= Your goal =
Beginning with the line that contains "Place a pin on every instance of the girl's arm", extract each line through the end of the listing below, with no additions or omissions.

= Supplied entries =
——

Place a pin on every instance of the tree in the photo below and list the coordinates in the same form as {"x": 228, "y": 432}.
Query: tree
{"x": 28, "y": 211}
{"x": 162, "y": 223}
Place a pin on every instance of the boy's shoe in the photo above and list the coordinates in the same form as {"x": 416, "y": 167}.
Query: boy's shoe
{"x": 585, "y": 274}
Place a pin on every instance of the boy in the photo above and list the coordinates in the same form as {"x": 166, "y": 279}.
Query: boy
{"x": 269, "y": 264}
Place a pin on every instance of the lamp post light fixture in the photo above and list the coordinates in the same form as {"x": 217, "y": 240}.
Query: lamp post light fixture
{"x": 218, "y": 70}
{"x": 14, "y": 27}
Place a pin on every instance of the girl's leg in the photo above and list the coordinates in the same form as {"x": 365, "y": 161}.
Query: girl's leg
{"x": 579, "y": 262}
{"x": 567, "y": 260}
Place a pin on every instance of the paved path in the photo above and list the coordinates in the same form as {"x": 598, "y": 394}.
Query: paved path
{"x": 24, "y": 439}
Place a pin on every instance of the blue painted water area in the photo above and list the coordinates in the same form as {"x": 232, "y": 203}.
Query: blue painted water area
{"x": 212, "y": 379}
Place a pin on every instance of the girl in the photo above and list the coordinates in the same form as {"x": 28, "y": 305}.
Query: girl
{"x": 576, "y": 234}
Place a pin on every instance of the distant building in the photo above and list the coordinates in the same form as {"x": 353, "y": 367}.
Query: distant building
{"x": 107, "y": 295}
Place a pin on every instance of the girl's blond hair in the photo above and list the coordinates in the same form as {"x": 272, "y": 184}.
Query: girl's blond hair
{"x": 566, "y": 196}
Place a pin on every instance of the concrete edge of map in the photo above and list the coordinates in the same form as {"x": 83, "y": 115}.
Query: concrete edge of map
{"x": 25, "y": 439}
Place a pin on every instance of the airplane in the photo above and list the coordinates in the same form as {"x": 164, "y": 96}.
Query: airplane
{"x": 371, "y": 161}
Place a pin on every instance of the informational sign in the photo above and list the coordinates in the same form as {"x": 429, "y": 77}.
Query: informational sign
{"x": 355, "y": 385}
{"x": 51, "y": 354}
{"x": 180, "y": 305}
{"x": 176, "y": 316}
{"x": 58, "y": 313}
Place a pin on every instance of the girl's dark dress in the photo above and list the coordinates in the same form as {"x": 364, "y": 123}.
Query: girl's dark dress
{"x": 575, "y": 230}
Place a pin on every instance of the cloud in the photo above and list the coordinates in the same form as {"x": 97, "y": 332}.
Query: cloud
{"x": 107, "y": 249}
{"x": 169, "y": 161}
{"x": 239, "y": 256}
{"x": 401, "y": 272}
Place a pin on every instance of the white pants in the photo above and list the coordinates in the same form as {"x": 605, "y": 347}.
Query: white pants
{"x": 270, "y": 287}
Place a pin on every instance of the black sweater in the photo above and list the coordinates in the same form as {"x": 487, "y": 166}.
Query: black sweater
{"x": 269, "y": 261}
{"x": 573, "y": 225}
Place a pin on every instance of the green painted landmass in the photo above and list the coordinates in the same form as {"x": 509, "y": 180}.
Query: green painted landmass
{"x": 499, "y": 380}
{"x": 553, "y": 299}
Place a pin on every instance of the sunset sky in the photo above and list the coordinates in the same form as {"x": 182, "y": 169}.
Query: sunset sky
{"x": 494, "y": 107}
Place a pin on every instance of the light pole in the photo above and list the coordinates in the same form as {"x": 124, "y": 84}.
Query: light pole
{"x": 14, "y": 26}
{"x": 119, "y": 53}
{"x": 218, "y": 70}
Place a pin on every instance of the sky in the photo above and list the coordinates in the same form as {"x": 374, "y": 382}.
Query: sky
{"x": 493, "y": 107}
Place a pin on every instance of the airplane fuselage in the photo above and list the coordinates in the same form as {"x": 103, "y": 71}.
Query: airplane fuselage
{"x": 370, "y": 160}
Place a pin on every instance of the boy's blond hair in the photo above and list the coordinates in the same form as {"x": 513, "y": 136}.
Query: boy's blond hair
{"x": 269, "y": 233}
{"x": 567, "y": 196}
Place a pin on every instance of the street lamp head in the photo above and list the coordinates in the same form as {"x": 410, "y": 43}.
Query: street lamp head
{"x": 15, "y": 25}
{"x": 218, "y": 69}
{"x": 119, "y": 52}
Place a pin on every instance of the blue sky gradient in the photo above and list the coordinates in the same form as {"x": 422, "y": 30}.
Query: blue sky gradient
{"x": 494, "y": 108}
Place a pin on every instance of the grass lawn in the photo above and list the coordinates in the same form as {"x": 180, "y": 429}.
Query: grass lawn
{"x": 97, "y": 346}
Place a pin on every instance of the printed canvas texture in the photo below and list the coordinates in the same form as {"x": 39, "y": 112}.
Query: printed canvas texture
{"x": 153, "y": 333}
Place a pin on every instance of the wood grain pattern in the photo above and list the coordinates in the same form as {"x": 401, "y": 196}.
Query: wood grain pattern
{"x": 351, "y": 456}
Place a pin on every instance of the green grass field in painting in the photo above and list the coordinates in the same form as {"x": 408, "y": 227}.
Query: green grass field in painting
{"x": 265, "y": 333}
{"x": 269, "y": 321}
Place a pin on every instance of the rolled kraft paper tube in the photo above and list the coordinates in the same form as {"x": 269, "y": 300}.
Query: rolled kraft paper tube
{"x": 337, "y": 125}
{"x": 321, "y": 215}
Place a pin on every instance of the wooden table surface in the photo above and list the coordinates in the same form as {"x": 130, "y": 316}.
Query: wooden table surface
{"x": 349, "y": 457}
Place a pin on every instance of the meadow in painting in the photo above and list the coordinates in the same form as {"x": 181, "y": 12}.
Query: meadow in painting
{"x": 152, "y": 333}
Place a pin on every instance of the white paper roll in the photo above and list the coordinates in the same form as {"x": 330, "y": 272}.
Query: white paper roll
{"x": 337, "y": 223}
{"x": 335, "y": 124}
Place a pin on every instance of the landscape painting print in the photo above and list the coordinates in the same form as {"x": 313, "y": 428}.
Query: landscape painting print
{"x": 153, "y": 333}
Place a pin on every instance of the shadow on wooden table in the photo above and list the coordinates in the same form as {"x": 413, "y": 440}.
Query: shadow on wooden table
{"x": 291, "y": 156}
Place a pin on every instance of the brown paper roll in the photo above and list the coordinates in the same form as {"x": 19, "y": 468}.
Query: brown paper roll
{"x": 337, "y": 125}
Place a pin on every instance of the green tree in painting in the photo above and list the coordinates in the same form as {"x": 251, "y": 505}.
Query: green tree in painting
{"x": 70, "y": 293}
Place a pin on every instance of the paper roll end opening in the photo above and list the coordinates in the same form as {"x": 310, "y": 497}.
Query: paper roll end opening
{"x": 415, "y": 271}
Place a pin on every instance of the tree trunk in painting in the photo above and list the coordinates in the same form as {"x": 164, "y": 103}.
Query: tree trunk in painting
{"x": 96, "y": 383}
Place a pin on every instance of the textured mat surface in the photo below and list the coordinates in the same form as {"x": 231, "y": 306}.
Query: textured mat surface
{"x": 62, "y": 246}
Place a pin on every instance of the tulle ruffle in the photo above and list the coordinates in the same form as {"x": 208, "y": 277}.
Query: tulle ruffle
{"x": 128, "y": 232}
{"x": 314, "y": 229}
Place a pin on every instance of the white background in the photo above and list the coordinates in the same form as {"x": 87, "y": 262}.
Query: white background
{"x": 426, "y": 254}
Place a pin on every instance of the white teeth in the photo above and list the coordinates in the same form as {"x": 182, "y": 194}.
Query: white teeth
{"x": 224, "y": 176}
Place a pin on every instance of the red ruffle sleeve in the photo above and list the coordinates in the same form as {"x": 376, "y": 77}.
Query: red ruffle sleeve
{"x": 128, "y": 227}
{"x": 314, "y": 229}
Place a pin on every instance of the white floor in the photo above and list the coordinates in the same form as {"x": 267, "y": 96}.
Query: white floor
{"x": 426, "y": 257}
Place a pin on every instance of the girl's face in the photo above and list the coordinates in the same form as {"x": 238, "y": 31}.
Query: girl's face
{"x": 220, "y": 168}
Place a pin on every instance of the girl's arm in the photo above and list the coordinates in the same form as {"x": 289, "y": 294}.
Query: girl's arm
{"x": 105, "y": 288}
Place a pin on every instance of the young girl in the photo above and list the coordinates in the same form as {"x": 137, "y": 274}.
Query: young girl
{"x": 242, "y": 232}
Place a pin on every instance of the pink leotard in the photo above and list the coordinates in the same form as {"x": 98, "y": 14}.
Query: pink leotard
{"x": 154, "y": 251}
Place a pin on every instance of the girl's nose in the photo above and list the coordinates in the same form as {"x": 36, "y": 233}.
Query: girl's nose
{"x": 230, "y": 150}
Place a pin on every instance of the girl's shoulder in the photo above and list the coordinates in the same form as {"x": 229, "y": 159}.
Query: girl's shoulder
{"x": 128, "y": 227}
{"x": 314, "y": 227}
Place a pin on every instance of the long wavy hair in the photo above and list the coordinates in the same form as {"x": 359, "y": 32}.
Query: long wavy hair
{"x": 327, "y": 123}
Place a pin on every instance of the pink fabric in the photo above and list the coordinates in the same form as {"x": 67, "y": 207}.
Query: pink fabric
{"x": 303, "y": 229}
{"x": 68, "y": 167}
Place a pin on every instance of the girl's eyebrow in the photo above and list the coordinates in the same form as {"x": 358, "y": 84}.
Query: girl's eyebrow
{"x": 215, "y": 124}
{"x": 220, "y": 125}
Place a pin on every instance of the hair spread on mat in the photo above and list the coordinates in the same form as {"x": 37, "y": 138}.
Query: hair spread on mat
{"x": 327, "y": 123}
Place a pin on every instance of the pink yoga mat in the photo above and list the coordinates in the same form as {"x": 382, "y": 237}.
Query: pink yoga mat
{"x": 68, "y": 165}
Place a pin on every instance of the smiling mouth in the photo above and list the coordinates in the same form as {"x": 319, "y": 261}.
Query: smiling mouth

——

= Right answer =
Place a pin on every instance of the girl's arm in the photo above and list the coordinates in the same form as {"x": 289, "y": 294}.
Query: girl's arm
{"x": 105, "y": 288}
Place a pin on every instance of the young girl in the photo above and list the coordinates in the same form as {"x": 137, "y": 274}.
Query: young girl
{"x": 242, "y": 232}
Place a pin on every instance of the pink leotard in the photo above and list the coordinates in the same form as {"x": 98, "y": 14}.
Query: pink leotard
{"x": 154, "y": 251}
Place a pin on every instance of the girl's nose in the photo above and list the coordinates in the same form as {"x": 36, "y": 233}.
Query: girl's nose
{"x": 230, "y": 150}
Place a pin on every instance of the girl's shoulder in the photo above and list the coordinates in the same form as {"x": 229, "y": 159}.
Query: girl's shoulder
{"x": 128, "y": 227}
{"x": 314, "y": 227}
Place a pin on every instance of the long wavy hair in the photo above and list the coordinates in the same form as {"x": 359, "y": 32}.
Query: long wavy hair
{"x": 327, "y": 123}
Place a pin on every instance of the pink fabric in the photo above and list the coordinates in the same form as {"x": 67, "y": 207}.
Query: pink fabric
{"x": 303, "y": 229}
{"x": 68, "y": 167}
Place a pin on every instance of the girl's eyebrow in the photo above and list the coordinates in the same form as {"x": 358, "y": 84}.
Query: girl's eyebrow
{"x": 215, "y": 124}
{"x": 220, "y": 125}
Place a pin on every instance of the hair spread on mat in the photo above and list the coordinates in the same form as {"x": 37, "y": 138}.
Query: hair spread on mat
{"x": 327, "y": 123}
Place a pin on every instance of the pink yoga mat in the photo above and list the coordinates in the same form as {"x": 382, "y": 237}.
Query: pink yoga mat
{"x": 68, "y": 165}
Place a pin on every instance of the smiling mouth in the photo above and list the coordinates in the same form as {"x": 319, "y": 261}.
Query: smiling mouth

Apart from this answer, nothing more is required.